## Given problem A
In the script, why does Den start playing again right after Vim asks, "Do you want to give it to me one more time?"

##### Document #####

Colin: Shhhhh! Quiet!

(Den starts playing again.)

Spider: That's the old number we used to do...

Colin: Quiet! Be QUIET!

Vim: It's very Status Quo, isn't it?

Den: (sings) Bad dreams are keeping me awake at night.
Bad dreams, I think I'm gonna turn on the light.
Bad dreams, wish that they'd go away.
Bad dreams, here comes the beast again!

Colin: That's nice.

Vim: What?

Den: Nightmare, ....ing to me all night long.
Nightmare, duh duh duh duh duh strong.

Colin: Some words there, obviously.

Den: Nightmare, duh duh duh... I'll start again.

Colin: What do you think, Vim?

Den: Bad dreams are keeping me awake at night...

Colin: (joining in) Bad dreams are keeping me... turn on the light.

Den: Bad dreams, how long are they gonna go on?

Colin: I don't know...

Den: Nightmare! Look out, here comes the beast again!

Colin: Oooooooohhh! Ouch, bite, bite!

(Den stops playing.)

Vim: And you all like that song, do you?

Colin: Well, we thought it had...

Den: I'll play it again, shall I?

Vim: No, don't...

Den: (Starts playing) Bad dreams...

Vim: No, Den, don't play it again, or I'll break your guitar.

(Den stops playing.)

Colin: Careful, Alan.

Vim: Alright. I think the only bit that's worth salvaging is the bit where you're not playing
the guitar, and you say "Here comes the beast again."

Den: Oh, right, just (sings) "Bad dreams..."

Vim: No! None of that! All that's rubbish. Just "Here comes the beast again" is actually
quite good.

Den: (sings) Here comes the beast again!

Vim: Yeah.

Colin: Yeah, did you notice there was...

Vim: There was the nub of a song in there.

Den: Nightmare! Here comes the beast again!

Vim: No... yeah, that's quite good. If I sang it, that would be quite good.

Den: And you could have, like, screaming on it.

Vin: (sings) Nightmare! Here comes the beast again!

Den: AAAAAAAAAAAAAAAAAAAAAAAAAAAAAAAAAAAAAAAAAARGH! Like that.

Vim: Have you hurt yourself, Den?

Den: No.

Vim: Oh.

Colin: There was a bit where I did a bit of a scream, a sort of "Uuuuurgh!" thing. Did you
notice that?

Vim: No.

Colin: Well, it was... I thought it was...

Vim: Do you want to give it to me one more time?

Colin: Yes, it comes just after the beast bit, actually...

(Den starts to play again.)

Vim: No! Don't play the fucking music one more time.

Den: (stops playing) I thought you said give it to you one more time?

Vim: No, just his scream.

Den: AAAAAAAAAAAAAAAAAAAAAAAAARGH!

##### Excerpted records #####

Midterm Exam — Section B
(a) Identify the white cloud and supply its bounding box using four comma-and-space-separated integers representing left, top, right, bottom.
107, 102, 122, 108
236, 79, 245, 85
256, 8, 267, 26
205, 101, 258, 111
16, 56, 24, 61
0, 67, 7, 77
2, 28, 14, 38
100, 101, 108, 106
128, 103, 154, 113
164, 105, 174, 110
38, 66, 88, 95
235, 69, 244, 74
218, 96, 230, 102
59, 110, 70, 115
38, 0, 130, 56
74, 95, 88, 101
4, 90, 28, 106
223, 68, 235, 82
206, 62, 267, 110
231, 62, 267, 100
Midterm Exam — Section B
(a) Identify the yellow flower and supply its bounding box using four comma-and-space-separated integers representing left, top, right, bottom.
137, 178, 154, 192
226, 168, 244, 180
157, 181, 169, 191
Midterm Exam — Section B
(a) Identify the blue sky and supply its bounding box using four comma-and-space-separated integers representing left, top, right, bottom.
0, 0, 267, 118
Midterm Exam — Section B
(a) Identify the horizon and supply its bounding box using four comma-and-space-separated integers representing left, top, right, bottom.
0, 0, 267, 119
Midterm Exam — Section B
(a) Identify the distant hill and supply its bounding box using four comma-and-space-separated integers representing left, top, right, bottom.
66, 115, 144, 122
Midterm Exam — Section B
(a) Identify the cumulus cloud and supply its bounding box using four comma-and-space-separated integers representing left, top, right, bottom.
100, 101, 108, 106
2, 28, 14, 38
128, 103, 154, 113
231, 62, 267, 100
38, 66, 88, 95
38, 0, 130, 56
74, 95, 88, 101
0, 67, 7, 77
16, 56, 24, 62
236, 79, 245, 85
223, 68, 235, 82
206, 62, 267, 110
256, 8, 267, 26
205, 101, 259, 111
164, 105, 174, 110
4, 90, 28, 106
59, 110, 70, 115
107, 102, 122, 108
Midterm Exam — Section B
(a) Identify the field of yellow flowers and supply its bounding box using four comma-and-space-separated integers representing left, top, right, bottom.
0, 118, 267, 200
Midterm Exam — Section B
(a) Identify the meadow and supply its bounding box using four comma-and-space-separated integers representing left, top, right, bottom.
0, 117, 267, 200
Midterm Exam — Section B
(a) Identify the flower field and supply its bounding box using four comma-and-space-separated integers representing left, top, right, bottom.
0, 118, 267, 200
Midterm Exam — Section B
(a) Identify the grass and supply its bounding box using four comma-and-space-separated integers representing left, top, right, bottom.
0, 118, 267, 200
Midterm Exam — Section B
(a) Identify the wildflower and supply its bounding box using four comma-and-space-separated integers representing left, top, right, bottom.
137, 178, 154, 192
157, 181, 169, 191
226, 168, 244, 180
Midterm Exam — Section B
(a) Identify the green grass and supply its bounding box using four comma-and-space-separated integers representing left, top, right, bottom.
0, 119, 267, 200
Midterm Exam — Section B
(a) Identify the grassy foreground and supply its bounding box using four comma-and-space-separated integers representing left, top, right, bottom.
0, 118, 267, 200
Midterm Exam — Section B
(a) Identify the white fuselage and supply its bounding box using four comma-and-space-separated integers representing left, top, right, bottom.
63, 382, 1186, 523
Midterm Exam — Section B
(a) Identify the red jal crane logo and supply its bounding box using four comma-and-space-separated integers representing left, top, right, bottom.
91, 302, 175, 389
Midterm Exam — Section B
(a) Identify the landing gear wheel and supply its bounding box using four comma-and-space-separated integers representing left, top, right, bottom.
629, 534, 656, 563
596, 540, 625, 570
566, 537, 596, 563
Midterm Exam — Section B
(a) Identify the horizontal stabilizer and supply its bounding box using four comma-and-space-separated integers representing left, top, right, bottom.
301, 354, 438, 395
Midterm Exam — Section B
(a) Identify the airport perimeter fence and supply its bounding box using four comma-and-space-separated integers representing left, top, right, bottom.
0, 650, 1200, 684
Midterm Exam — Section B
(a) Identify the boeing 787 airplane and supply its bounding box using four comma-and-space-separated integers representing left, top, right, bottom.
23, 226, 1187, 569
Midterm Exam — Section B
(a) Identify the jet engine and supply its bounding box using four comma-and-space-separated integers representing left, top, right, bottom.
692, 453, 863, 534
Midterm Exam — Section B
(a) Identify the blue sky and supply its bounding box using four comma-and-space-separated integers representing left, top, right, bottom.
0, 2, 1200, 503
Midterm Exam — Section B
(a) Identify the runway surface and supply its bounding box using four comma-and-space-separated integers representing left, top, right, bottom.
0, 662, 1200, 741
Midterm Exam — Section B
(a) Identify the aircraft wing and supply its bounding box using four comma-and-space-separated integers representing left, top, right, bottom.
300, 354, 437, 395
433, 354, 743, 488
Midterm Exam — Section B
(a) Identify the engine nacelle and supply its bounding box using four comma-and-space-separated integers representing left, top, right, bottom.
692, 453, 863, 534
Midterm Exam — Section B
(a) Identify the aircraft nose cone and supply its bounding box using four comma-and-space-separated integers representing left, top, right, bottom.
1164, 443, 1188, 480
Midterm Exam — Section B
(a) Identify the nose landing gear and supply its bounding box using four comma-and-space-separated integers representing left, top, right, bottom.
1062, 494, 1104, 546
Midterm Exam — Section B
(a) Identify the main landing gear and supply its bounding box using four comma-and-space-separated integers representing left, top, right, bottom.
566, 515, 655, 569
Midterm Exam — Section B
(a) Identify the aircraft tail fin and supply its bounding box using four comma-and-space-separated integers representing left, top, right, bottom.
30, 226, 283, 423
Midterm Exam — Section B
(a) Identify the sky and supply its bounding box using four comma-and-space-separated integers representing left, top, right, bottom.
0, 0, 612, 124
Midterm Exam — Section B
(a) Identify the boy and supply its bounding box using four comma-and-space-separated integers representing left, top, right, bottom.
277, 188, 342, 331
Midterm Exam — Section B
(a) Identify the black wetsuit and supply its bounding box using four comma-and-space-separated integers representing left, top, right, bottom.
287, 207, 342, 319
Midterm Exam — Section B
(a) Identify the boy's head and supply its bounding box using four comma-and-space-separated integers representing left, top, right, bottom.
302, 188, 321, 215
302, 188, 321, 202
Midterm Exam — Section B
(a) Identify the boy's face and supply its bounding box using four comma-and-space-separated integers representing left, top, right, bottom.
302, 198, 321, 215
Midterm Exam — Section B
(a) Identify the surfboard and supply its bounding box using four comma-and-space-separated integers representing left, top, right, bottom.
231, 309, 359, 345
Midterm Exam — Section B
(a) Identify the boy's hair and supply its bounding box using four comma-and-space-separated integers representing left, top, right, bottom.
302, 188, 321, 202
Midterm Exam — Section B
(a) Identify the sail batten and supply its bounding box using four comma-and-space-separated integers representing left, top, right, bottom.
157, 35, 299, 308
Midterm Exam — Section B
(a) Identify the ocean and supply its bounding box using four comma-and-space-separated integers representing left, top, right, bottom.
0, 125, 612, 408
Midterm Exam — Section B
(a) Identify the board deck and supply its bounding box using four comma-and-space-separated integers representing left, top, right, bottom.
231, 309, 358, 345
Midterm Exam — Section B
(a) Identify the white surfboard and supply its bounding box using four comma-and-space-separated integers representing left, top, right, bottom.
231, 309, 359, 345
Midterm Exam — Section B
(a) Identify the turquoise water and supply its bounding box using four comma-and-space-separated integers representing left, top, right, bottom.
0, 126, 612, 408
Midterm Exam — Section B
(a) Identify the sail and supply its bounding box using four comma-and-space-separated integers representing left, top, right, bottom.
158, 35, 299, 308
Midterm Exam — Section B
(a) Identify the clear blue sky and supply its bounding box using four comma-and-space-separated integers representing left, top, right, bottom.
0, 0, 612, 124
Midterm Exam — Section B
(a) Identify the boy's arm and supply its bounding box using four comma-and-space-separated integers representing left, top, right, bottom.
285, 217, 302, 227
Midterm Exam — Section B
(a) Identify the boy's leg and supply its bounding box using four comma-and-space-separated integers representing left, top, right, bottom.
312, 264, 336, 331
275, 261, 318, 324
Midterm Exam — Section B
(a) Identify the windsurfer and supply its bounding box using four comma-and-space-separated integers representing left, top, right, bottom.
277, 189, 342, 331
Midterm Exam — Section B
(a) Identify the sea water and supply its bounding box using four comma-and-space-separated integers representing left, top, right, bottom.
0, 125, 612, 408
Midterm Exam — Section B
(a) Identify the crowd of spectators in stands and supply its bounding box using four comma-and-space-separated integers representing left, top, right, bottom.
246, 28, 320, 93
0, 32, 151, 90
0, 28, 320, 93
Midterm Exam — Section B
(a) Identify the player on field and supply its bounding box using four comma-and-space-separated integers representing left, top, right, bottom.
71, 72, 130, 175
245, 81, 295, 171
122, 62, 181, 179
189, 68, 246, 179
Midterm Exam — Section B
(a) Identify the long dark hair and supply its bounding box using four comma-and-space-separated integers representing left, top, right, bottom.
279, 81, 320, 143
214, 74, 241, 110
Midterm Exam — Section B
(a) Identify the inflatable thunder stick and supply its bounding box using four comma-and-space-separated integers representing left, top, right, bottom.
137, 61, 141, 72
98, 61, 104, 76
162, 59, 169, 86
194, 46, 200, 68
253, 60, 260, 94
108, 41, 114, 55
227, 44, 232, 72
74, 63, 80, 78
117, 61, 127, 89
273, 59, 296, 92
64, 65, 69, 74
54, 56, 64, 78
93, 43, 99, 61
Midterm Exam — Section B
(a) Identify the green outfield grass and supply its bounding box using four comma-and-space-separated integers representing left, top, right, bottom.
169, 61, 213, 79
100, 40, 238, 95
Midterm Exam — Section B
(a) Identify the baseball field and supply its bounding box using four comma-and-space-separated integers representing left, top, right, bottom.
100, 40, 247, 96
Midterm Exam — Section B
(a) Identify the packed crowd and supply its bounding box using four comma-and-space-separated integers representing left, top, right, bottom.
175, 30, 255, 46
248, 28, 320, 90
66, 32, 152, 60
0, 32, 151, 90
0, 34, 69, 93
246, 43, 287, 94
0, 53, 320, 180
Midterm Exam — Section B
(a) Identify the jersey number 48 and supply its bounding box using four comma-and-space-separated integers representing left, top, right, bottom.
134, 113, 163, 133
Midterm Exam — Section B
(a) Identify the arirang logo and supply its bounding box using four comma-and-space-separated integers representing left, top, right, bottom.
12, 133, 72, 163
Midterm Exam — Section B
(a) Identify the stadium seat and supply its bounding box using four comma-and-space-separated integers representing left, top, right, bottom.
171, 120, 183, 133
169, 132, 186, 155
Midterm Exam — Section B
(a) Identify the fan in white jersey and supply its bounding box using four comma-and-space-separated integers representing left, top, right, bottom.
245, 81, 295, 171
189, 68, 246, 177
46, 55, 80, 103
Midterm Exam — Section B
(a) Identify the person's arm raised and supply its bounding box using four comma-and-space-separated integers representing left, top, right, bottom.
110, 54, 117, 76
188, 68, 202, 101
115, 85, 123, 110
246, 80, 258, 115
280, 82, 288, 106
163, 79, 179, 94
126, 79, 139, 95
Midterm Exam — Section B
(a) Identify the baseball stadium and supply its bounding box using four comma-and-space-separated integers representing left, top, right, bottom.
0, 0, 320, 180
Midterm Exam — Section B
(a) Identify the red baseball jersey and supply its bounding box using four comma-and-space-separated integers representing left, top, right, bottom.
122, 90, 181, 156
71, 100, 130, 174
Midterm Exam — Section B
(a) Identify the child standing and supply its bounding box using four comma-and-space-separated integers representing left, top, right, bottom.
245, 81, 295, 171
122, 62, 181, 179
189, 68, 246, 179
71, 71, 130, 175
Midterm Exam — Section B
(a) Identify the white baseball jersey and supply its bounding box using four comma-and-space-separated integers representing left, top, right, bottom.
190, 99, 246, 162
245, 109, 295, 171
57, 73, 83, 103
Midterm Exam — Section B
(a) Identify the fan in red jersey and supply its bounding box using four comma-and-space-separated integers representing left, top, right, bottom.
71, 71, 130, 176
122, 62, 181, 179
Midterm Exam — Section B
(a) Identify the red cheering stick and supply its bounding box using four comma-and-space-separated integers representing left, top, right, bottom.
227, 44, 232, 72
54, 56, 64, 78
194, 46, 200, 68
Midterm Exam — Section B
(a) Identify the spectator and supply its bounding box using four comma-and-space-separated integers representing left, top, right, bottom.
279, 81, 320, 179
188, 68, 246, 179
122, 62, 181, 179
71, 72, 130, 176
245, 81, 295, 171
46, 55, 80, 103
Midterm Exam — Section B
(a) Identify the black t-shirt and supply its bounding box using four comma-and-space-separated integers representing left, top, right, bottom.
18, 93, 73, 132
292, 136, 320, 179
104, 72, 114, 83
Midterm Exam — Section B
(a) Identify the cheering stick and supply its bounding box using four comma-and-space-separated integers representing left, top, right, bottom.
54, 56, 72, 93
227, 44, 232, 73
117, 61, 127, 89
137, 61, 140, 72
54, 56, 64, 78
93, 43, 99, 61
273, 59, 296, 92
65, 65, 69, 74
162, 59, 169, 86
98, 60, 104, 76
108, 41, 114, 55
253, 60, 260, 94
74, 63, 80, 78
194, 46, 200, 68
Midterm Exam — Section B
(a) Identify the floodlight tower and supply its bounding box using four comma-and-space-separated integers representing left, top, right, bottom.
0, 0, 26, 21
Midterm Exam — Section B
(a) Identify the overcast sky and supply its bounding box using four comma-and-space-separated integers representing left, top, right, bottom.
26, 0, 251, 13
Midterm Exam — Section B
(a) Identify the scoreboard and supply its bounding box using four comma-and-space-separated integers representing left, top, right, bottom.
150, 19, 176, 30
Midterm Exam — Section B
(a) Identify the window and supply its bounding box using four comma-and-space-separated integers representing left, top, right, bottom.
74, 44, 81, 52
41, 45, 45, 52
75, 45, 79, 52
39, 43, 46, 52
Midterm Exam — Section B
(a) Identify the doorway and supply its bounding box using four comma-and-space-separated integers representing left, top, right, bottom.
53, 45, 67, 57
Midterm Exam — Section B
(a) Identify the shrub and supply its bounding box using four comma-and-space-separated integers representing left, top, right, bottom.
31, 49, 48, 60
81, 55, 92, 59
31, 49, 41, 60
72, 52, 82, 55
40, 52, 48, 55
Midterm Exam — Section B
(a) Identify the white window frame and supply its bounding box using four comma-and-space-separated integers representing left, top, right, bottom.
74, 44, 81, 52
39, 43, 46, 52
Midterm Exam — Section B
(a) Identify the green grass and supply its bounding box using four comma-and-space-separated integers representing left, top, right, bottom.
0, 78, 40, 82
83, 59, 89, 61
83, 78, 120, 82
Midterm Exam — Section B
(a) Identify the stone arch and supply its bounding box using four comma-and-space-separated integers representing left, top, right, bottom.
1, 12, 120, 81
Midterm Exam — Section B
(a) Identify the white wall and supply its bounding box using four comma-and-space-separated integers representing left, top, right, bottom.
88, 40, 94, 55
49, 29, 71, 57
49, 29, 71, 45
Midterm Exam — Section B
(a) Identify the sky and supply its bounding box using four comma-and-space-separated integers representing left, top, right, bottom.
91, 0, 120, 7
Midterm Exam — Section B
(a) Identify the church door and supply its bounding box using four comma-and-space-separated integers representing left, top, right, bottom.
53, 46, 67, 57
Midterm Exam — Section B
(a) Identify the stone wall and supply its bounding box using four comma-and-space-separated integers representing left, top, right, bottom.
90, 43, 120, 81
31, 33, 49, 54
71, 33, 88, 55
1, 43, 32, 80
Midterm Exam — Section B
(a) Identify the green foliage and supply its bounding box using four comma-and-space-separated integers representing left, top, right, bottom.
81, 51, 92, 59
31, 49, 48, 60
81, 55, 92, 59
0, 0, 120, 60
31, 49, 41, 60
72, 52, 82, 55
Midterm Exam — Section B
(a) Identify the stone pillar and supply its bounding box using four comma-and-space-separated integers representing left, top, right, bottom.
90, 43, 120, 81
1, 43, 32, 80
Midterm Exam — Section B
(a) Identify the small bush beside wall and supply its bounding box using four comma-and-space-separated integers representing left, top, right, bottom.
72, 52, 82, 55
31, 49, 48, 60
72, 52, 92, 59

#####

## Given problem B
Print the part of the rows that opens with their first line and closes with the line containing "66, 115, 144, 122".

## Written response A
Den takes Vim's question as a request to play the song again, as he says: "I thought you said give it to you one more time?" Vim actually meant only Colin's scream.

## Written response B
Midterm Exam — Section B
(a) Identify the white cloud and supply its bounding box using four comma-and-space-separated integers representing left, top, right, bottom.
107, 102, 122, 108
236, 79, 245, 85
256, 8, 267, 26
205, 101, 258, 111
16, 56, 24, 61
0, 67, 7, 77
2, 28, 14, 38
100, 101, 108, 106
128, 103, 154, 113
164, 105, 174, 110
38, 66, 88, 95
235, 69, 244, 74
218, 96, 230, 102
59, 110, 70, 115
38, 0, 130, 56
74, 95, 88, 101
4, 90, 28, 106
223, 68, 235, 82
206, 62, 267, 110
231, 62, 267, 100
Midterm Exam — Section B
(a) Identify the yellow flower and supply its bounding box using four comma-and-space-separated integers representing left, top, right, bottom.
137, 178, 154, 192
226, 168, 244, 180
157, 181, 169, 191
Midterm Exam — Section B
(a) Identify the blue sky and supply its bounding box using four comma-and-space-separated integers representing left, top, right, bottom.
0, 0, 267, 118
Midterm Exam — Section B
(a) Identify the horizon and supply its bounding box using four comma-and-space-separated integers representing left, top, right, bottom.
0, 0, 267, 119
Midterm Exam — Section B
(a) Identify the distant hill and supply its bounding box using four comma-and-space-separated integers representing left, top, right, bottom.
66, 115, 144, 122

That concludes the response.